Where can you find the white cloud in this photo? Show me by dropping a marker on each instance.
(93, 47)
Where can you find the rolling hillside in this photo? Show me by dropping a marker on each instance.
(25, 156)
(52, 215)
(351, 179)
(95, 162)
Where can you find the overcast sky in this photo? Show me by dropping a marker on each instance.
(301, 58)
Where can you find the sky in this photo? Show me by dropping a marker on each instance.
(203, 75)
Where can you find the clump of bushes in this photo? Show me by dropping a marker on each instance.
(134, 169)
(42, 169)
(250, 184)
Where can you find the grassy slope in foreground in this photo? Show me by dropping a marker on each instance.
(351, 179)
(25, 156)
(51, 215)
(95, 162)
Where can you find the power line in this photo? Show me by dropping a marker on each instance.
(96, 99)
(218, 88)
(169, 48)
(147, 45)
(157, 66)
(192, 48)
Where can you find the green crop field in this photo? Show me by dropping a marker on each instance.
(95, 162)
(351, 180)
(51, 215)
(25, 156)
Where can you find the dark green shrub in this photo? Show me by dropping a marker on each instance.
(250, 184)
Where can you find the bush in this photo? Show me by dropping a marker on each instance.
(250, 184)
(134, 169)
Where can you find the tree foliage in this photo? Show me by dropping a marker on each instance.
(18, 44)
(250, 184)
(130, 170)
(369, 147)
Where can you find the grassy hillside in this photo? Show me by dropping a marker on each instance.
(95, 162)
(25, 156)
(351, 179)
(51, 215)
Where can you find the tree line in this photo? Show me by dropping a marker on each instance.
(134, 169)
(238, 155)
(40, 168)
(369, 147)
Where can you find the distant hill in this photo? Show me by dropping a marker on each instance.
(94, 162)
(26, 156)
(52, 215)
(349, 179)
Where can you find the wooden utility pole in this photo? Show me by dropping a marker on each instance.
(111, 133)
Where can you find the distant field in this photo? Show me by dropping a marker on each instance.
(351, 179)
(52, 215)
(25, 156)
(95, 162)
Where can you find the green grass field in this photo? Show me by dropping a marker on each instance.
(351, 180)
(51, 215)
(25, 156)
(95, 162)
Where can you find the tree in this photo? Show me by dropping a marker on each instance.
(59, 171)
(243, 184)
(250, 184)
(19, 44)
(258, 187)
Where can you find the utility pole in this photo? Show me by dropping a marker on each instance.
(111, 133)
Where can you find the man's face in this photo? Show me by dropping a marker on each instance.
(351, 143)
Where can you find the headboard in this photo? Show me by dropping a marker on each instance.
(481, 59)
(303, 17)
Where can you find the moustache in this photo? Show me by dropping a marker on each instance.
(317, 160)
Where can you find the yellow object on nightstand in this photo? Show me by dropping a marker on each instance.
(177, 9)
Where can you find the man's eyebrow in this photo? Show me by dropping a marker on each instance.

**TASK DESCRIPTION:** Write the lines out verbatim, from the one with "Where can you find the tree in" through the last line of the entries, and stop there.

**SOLUTION BELOW:**
Where can you find the tree in this photo? Show me by dropping a marker on each instance.
(59, 171)
(243, 184)
(250, 184)
(19, 44)
(258, 187)
Where can you find the utility pole in this photo? Show me by dropping a marker on each instance.
(111, 133)
Where can you find the man's face in this photo? Show me by dropping a marker on each instance.
(351, 143)
Where can you find the headboard in this photo? Show me by dropping a marker on each instance.
(481, 59)
(303, 17)
Where can you find the moustache in this photo? Show me by dropping a marker on each instance.
(317, 160)
Where can you find the yellow object on nightstand in this photo? Show me by dropping a marker on each instance.
(177, 9)
Where can you find the man's eyebrow in this photo? Show me by dropping a marker on each instance.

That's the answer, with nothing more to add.